◆ **About this exercise**: Output the listing exactly as written, apart from its pictures.

◆ **Supplied records**:
┄┄┄┄┄┄┄┄┄┄

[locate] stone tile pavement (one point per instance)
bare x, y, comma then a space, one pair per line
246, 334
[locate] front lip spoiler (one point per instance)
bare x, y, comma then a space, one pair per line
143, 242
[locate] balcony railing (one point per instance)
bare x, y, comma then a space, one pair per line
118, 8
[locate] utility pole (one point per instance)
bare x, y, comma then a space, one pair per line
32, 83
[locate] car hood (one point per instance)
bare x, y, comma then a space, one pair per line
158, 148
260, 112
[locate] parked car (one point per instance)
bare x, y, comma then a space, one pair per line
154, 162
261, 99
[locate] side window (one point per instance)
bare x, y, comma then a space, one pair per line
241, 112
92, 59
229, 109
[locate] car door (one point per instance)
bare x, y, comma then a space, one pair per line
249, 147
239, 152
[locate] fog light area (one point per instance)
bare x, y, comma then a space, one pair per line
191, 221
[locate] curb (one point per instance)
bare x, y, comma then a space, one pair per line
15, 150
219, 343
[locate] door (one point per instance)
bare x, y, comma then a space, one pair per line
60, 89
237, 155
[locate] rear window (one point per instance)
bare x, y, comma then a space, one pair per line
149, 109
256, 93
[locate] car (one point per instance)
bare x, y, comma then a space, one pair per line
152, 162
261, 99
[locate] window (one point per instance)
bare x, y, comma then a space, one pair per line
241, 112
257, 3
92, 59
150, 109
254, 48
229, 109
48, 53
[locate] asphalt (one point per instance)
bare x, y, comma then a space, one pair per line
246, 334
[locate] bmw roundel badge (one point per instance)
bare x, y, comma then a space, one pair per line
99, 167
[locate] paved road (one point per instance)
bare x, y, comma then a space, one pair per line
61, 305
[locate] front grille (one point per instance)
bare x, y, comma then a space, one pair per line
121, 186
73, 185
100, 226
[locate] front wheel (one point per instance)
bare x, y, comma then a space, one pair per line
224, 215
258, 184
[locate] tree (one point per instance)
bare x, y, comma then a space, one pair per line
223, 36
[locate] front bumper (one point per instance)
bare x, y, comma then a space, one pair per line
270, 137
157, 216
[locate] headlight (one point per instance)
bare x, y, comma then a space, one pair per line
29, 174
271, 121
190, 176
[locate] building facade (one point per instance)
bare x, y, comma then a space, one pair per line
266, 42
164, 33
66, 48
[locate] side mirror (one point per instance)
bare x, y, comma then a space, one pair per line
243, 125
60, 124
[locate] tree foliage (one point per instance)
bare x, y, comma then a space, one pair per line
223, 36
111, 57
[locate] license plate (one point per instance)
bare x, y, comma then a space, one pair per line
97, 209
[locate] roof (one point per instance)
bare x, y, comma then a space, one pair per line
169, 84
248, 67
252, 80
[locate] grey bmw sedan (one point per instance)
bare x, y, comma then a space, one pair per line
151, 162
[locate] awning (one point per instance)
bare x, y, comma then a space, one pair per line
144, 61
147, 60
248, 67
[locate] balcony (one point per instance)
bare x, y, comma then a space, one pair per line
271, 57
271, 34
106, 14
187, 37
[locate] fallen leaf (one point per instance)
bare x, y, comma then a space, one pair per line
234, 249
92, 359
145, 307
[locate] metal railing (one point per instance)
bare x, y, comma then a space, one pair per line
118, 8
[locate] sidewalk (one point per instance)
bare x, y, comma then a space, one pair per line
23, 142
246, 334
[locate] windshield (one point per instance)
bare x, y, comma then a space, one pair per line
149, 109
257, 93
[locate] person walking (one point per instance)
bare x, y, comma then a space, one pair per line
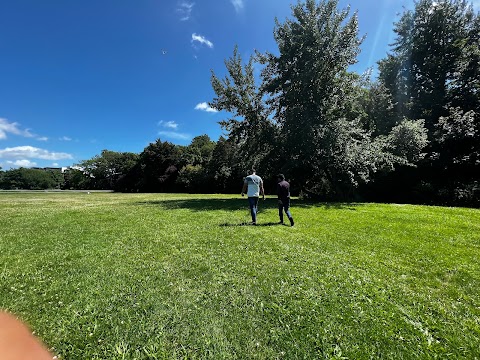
253, 187
283, 193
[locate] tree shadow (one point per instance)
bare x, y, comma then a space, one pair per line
240, 204
250, 224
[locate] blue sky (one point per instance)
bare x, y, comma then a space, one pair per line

┄┄┄┄┄┄┄┄┄┄

◆ **Answer to this problem**:
[locate] stone tile pavement (one point per instance)
bare x, y, comma then a space, one pair per line
246, 334
[locate] front lip spoiler (one point per instance)
bare x, y, comma then a space, one pair per line
143, 242
[locate] balcony railing (one point per instance)
bare x, y, comma then a space, one pair per line
118, 8
[locate] utility pole (one point per instance)
bare x, y, comma then a space, one pair per line
32, 83
[locate] car hood (one point per instance)
bare x, y, comma then a space, one pair per line
158, 148
260, 112
[locate] parked car (one point per instance)
bare x, y, comma then a space, one pair per line
154, 162
261, 99
[locate] side window (one point per instance)
bare x, y, comma then a space, one pair per line
241, 112
92, 59
229, 109
[locate] car door (one point per instance)
bare x, y, comma then a space, one pair per line
249, 147
239, 152
[locate] fog light area (one point per instance)
bare x, y, comma then a space, one pair per line
191, 221
[locate] curb (one point per instance)
bare x, y, comma then a space, one pair per line
15, 150
219, 343
[locate] door (one point per instance)
bare x, y, comma then a space, one pair per line
60, 89
237, 155
[locate] rear window (one point per instance)
bare x, y, comma then a space, one pair per line
149, 109
256, 93
[locate] car (one point per instance)
bare x, y, comma then a space, one pair per line
152, 162
261, 99
[locate] window (one point per instance)
bare x, y, comma then a space, one pair per line
241, 112
257, 3
92, 59
150, 109
254, 48
229, 109
48, 53
[locate] asphalt (one point per instance)
bare x, y, comma then a space, one pair per line
246, 334
[locate] bmw roundel badge (one point per instance)
bare x, y, comma then a space, one pair per line
99, 167
[locate] paved road (one point per instance)
bare x, y, comma then a space, one pair per line
61, 305
[locate] front grille (one point per instance)
bare x, y, comma then a space, one pair per line
121, 186
73, 185
100, 226
[locate] front wheel (one point per instance)
bare x, y, comma then a space, one pair per line
224, 215
258, 184
[locate] tree (one point per instance)
bare x, y, comma then a space, one pair per line
223, 36
[locate] front bumper (one point per instance)
bare x, y, comma then a space, one pair per line
270, 137
157, 216
[locate] headlight (one point per instance)
bare x, y, comma then a space, one pair per line
29, 174
271, 121
190, 176
[locate] building facade (one point per instance)
bare x, y, comma then a space, one pair per line
266, 42
164, 33
66, 48
[locate] side mirror (one point per instance)
bare x, y, comma then a space, one pair per line
243, 125
60, 124
[locate] tree foliage (one point per instance)
bare x, y, comma then a space, one pair per line
223, 36
111, 57
[locate] license plate (one point per instance)
bare x, y, comma then a space, one pair per line
97, 209
[locate] roof (one point per instance)
bare x, y, comma then a space, one pair per line
169, 84
248, 67
252, 80
[locate] grey bmw sedan (one point per instance)
bare x, y, comma then a space, one pair per line
151, 162
[locate] awning (one point per instance)
bare x, y, comma then a space, one pair per line
144, 61
147, 60
248, 67
[locate] balcony (one point per instance)
bare x, y, comma then a space, one pair per line
271, 57
271, 34
106, 14
187, 37
[locate] fallen leaf (one point per instance)
bare x, y, comma then a space, one pair per line
234, 249
92, 359
145, 307
[locate] metal railing (one point per instance)
bare x, y, comma then a space, one pair per line
118, 8
[locate] sidewalk (one point per instance)
bare x, y, comma then a space, one pair per line
23, 142
246, 334
[locate] windshield (one point per instance)
bare x, y, comma then a space, one pair per line
149, 109
257, 93
[locate] person walking (one point per instance)
bare x, y, comma then a space, one pair per line
253, 187
283, 193
[locate] tree shadow (one point per instance)
bare x, y, comma then a space, one pair per line
240, 204
250, 224
[locate] blue sky (one point per instance)
bare x, y, comma then a space, one pair per line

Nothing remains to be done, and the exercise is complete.